[Task directions] Starting with the line that has "# test: locate() returns one point per instance of the gabled" in it, repeat every line through the last one, word for word, and give nothing more.

----------

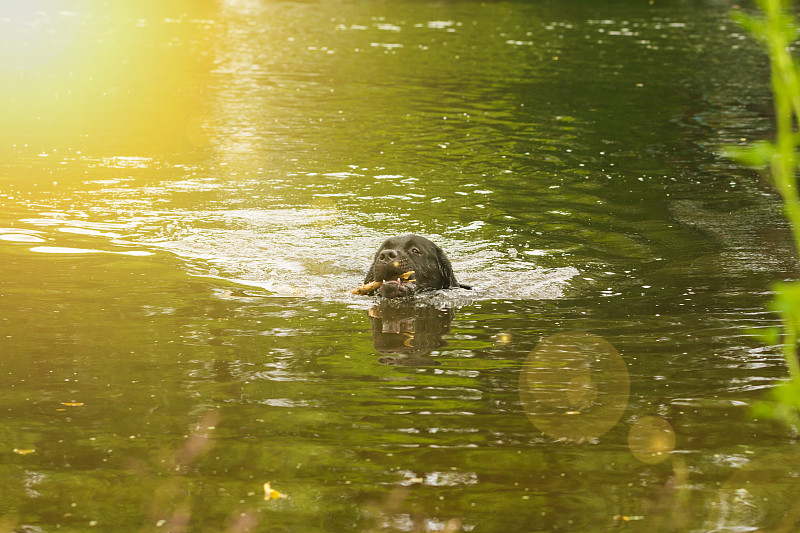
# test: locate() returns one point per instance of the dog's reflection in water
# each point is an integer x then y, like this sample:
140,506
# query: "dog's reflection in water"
408,330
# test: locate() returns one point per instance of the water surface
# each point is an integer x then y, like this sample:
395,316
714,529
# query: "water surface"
189,190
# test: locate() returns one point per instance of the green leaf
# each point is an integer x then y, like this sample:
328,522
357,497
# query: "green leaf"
755,26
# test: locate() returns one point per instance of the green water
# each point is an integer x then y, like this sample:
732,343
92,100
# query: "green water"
188,190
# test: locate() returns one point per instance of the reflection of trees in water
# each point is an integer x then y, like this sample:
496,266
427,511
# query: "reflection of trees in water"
575,386
410,330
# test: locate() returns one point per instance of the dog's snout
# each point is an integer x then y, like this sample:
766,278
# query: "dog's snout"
387,255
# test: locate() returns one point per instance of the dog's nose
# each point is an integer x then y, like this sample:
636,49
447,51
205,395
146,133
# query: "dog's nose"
387,255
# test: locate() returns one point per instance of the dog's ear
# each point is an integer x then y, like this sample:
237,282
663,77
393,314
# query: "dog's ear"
446,269
370,274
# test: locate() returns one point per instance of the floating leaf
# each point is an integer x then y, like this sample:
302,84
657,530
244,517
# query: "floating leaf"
271,494
757,155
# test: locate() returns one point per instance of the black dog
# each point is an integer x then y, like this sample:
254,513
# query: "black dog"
398,255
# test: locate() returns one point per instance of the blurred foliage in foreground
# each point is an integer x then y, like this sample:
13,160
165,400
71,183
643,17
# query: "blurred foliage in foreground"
777,29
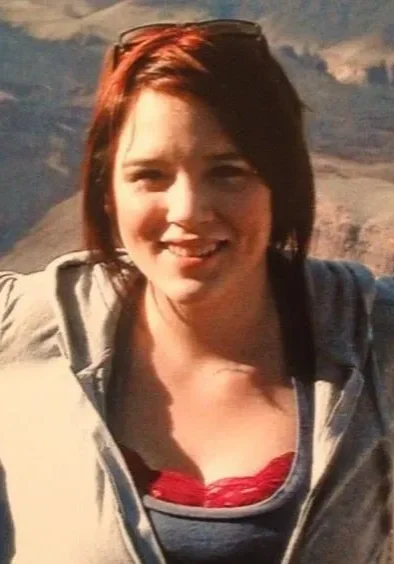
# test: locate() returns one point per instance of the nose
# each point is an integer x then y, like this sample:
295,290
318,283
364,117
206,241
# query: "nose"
189,202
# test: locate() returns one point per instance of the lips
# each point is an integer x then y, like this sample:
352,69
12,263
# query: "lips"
194,248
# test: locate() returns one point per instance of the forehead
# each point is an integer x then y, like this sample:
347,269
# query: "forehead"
159,122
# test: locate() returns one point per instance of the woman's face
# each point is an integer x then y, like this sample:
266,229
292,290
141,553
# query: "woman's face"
192,214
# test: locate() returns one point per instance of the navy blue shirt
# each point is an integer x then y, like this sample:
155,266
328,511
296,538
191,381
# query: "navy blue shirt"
252,534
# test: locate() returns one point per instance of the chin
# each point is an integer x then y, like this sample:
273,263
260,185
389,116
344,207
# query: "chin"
188,292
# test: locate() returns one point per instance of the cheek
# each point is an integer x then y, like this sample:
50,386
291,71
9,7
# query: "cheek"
139,218
252,214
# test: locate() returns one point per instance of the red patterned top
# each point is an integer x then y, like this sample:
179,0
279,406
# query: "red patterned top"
183,489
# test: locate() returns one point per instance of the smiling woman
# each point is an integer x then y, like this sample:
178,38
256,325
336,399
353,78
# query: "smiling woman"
208,393
191,212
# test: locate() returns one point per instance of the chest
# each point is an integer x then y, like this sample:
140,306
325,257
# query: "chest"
217,423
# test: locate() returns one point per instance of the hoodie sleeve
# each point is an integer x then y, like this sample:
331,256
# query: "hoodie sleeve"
8,293
383,329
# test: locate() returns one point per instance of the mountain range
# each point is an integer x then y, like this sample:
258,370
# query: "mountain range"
340,55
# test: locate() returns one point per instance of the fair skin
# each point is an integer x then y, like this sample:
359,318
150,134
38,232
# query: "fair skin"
207,391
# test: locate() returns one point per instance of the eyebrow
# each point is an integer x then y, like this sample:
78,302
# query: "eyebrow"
214,157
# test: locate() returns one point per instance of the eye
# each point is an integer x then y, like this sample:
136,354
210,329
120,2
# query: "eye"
148,179
229,175
227,171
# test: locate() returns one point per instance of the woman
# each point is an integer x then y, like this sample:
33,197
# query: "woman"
208,394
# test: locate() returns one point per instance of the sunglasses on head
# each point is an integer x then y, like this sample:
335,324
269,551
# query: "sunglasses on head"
214,28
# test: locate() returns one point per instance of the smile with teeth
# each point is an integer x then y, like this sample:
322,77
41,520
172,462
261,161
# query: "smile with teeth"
193,251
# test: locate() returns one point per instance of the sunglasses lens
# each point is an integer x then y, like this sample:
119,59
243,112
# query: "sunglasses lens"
213,27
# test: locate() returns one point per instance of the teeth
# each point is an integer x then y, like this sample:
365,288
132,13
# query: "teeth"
184,252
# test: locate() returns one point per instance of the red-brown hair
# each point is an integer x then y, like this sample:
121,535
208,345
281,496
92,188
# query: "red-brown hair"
250,95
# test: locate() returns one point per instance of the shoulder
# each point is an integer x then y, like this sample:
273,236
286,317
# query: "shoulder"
35,288
29,302
350,304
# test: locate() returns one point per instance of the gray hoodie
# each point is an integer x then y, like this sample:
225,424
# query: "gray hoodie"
66,495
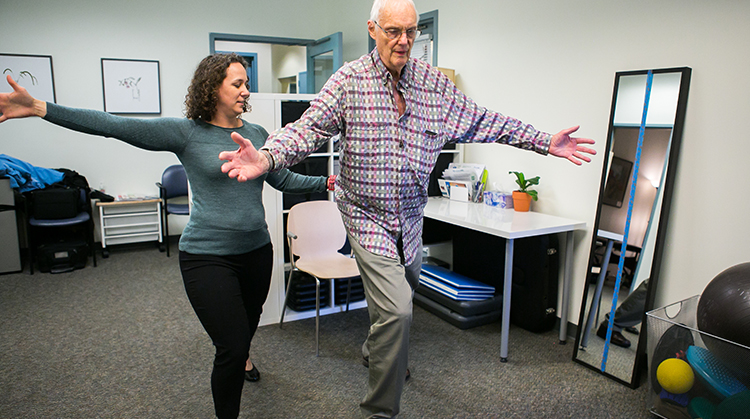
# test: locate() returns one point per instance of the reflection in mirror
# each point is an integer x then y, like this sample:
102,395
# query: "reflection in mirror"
645,128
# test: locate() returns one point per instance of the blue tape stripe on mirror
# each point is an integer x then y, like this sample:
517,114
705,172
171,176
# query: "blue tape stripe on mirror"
623,249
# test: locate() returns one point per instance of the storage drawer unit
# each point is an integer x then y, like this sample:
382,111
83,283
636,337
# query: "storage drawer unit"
129,222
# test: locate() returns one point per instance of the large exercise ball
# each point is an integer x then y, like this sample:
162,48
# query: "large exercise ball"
724,311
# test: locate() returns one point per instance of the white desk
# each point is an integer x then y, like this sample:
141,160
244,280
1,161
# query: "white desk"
510,225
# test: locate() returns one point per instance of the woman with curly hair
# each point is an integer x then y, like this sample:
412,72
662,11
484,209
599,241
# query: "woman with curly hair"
225,249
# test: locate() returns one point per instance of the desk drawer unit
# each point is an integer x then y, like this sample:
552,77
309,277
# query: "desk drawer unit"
130,221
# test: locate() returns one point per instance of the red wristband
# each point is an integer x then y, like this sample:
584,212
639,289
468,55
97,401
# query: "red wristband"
330,182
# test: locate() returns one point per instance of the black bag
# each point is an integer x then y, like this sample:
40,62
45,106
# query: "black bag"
62,256
55,203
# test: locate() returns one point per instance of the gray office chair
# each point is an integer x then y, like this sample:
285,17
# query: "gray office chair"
173,185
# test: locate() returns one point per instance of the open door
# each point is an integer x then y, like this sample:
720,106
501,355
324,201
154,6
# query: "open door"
324,57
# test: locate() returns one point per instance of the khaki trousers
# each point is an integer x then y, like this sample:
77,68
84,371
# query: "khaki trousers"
389,288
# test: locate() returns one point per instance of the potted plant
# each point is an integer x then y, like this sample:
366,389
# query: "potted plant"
523,196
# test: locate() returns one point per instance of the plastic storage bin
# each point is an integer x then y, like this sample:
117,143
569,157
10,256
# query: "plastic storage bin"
708,381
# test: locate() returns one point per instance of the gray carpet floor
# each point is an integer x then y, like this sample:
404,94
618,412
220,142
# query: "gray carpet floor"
121,341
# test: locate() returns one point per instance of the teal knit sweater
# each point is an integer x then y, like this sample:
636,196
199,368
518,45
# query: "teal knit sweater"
227,217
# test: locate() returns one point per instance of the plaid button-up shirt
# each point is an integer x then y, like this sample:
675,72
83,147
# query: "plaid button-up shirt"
386,159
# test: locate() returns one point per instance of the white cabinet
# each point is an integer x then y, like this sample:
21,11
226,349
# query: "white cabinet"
129,222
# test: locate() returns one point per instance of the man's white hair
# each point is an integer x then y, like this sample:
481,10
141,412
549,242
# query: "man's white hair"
378,5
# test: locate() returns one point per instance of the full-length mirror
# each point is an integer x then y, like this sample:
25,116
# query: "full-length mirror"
645,128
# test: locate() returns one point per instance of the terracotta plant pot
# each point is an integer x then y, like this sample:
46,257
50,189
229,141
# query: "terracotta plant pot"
521,201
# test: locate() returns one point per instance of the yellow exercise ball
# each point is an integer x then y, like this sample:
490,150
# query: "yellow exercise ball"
675,376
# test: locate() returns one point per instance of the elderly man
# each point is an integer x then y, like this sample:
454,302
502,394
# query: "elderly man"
394,115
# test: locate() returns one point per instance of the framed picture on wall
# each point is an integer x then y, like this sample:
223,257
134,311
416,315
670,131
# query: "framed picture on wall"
131,86
32,72
617,182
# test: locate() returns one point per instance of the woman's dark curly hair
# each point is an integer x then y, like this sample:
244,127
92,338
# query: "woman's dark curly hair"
202,96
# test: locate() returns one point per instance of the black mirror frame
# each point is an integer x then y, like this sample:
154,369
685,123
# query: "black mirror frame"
666,205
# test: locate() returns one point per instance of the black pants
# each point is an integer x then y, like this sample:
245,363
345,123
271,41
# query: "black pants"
227,293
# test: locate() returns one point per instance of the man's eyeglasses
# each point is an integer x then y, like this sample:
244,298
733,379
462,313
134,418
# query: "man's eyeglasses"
396,33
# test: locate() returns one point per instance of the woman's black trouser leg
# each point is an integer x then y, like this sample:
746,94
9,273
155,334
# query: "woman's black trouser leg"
227,293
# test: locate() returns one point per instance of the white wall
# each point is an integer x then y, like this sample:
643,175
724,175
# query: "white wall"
546,62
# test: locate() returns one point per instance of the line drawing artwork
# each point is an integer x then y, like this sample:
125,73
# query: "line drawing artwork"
131,86
21,75
132,83
32,72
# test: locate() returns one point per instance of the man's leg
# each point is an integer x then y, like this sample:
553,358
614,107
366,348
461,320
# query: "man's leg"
389,287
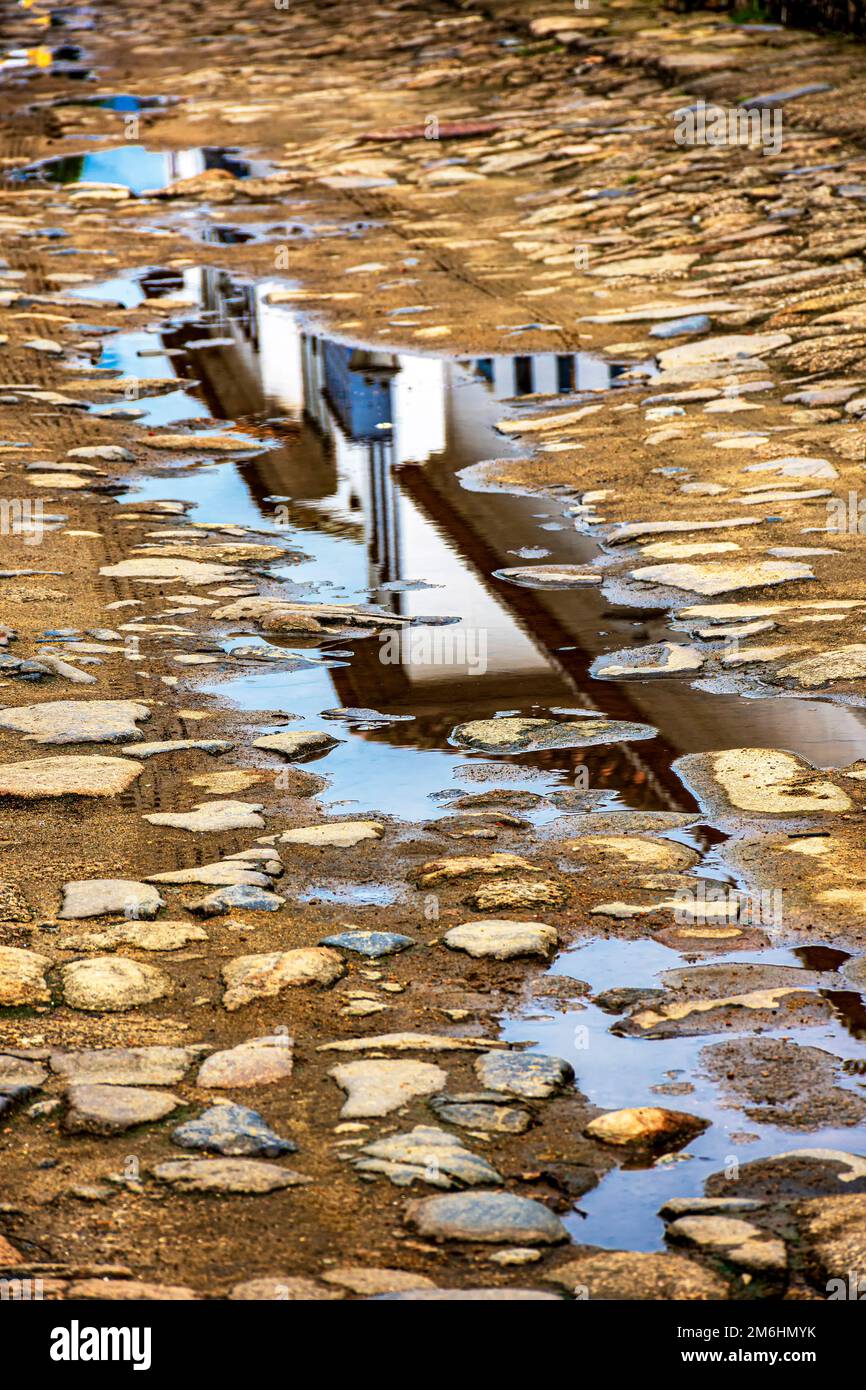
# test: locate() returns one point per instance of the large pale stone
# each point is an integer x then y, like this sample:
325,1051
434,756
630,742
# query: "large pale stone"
104,897
189,571
124,1065
266,976
111,984
763,781
645,1126
526,736
426,1154
68,776
77,720
723,578
495,1218
257,1062
502,938
252,1176
22,977
844,663
720,349
378,1087
109,1109
211,815
737,1241
341,834
306,742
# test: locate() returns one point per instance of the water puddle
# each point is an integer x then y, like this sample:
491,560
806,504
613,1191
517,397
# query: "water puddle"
615,1072
139,168
363,477
359,469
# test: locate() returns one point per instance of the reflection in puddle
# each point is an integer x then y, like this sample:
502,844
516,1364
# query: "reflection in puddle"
615,1072
138,168
359,470
363,477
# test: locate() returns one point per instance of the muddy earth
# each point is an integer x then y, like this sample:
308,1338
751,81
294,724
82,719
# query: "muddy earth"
433,652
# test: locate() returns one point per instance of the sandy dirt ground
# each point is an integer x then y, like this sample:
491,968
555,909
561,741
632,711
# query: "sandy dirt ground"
460,184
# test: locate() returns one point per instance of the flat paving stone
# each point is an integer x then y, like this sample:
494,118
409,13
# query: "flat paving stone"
68,776
106,897
378,1087
266,976
110,1109
252,1176
373,944
428,1155
256,1062
77,720
492,1218
530,1075
22,977
232,1130
502,940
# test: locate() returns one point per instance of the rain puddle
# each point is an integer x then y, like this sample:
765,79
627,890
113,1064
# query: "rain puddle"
356,463
138,168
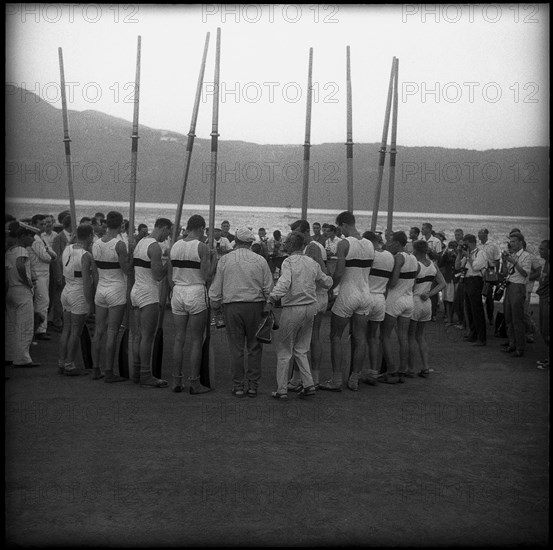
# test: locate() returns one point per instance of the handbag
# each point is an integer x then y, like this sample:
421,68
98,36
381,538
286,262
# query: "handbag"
267,324
491,275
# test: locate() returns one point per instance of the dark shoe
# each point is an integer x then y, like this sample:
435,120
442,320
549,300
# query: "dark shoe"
280,396
330,385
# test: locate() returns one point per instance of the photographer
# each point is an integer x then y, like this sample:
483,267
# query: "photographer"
474,261
516,265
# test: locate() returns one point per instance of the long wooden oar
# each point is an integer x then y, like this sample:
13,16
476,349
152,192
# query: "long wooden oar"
393,152
126,356
349,136
383,150
157,352
307,143
205,378
86,344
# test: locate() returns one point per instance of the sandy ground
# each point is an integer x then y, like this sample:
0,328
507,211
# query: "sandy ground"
459,459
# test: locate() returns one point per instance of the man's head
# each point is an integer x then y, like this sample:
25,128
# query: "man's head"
426,229
414,233
470,241
397,241
345,221
516,242
420,248
244,236
85,233
196,225
295,240
483,235
114,220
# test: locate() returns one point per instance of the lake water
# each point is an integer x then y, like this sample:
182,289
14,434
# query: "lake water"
534,229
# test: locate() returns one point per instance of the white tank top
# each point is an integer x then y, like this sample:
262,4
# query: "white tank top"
71,259
143,277
424,279
107,262
381,271
359,260
185,260
407,275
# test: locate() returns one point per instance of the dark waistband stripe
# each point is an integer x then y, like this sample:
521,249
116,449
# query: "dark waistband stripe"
427,279
381,273
189,264
359,263
107,265
137,262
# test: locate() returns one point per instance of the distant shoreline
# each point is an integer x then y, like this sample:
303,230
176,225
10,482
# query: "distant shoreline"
275,209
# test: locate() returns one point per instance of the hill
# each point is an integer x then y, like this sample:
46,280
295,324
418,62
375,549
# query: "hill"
507,182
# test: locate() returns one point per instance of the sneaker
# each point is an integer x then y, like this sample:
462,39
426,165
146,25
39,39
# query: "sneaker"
330,385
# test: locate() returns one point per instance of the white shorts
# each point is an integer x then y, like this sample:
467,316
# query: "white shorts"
422,310
400,307
73,301
378,308
188,299
144,296
448,293
322,300
112,296
349,302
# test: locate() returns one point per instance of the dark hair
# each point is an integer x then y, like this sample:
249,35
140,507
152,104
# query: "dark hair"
345,217
66,221
400,237
370,236
114,220
300,225
163,222
62,215
195,222
84,231
297,239
421,247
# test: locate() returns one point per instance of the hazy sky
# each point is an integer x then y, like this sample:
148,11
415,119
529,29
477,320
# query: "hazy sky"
471,76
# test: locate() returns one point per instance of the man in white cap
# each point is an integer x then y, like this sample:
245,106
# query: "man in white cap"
242,284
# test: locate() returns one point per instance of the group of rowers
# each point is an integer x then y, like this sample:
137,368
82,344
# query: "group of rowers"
377,291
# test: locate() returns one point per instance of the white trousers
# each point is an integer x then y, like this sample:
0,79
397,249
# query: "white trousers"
19,324
293,339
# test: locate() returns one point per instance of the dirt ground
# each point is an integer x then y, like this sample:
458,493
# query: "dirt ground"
459,459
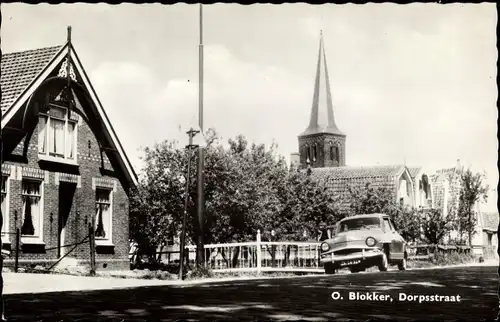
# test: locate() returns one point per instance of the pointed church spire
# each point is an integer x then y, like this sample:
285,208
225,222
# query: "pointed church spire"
322,118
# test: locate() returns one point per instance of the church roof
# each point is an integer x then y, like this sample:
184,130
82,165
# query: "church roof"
322,117
358,172
20,69
490,221
414,171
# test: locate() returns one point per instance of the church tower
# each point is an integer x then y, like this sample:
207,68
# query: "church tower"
322,144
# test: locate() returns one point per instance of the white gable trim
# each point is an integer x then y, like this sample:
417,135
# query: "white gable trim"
33,86
59,57
103,115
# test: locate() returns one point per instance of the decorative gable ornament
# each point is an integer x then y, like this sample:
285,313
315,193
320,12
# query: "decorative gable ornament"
64,70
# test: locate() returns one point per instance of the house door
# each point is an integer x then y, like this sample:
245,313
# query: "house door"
66,196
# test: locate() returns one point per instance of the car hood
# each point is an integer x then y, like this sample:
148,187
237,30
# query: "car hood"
357,235
355,238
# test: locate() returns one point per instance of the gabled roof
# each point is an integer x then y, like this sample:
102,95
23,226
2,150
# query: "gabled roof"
20,69
352,172
23,72
490,221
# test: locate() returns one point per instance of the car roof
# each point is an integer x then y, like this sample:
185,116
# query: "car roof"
364,216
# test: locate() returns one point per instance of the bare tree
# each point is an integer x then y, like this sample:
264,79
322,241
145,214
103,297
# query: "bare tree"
472,191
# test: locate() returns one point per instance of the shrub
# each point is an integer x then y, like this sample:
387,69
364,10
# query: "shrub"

----------

[Answer to this exercise]
# test: locate() returns one point per instance of the gabled roof
# each point is an integer x then y, like this sample:
102,95
23,226
2,150
# query: "gabled roof"
20,69
352,172
23,72
490,221
# test: locate() returns one point per instance of the car roof
# each point is an integer x then y, like this sample:
185,116
# query: "car roof"
364,216
# test: locate() returns one point per instance of the bare tree
# each point is an integer x then y, like this sample:
264,79
322,241
145,214
103,297
# query: "bare tree"
472,191
# test: locate() returns one point per instance of the shrub
# each point is an integer x then y, like this sample:
387,69
364,10
# query: "shrub"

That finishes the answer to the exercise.